:: Exercise prompt ::
State how many of the lines below contain the string "braid", giving only the number.

Entries from a pointing dataset:
============================================================
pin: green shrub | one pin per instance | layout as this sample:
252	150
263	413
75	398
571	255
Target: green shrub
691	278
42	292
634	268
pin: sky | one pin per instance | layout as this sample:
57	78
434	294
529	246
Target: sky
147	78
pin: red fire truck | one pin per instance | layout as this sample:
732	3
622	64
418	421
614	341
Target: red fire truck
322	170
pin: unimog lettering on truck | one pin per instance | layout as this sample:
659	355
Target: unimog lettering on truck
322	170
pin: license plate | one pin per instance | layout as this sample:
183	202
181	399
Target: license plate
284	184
============================================================
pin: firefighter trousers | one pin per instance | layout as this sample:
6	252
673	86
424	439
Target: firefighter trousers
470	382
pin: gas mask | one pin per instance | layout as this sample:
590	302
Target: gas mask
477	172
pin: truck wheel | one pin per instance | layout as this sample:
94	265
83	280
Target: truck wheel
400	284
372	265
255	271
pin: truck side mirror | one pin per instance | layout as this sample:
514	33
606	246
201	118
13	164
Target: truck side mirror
============================================================
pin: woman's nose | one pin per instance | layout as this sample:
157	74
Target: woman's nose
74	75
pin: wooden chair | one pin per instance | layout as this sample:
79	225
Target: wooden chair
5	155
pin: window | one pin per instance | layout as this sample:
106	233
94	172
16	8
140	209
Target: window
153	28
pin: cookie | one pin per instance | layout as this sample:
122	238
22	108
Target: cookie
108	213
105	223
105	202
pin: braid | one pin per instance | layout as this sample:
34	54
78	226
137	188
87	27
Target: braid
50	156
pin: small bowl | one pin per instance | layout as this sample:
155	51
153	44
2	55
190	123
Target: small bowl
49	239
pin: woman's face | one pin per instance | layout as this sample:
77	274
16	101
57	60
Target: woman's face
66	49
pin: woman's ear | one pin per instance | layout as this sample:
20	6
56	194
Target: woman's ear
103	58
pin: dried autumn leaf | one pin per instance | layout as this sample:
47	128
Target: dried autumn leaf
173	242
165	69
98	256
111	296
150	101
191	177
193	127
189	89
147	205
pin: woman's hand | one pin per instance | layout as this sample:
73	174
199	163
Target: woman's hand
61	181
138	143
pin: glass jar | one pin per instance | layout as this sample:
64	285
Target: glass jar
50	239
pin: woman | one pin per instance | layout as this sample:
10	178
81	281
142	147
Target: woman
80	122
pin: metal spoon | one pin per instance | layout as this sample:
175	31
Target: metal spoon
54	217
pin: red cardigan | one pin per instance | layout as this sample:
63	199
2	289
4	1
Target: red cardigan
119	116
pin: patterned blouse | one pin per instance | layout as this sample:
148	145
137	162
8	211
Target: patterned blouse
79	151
============================================================
:: Result ::
2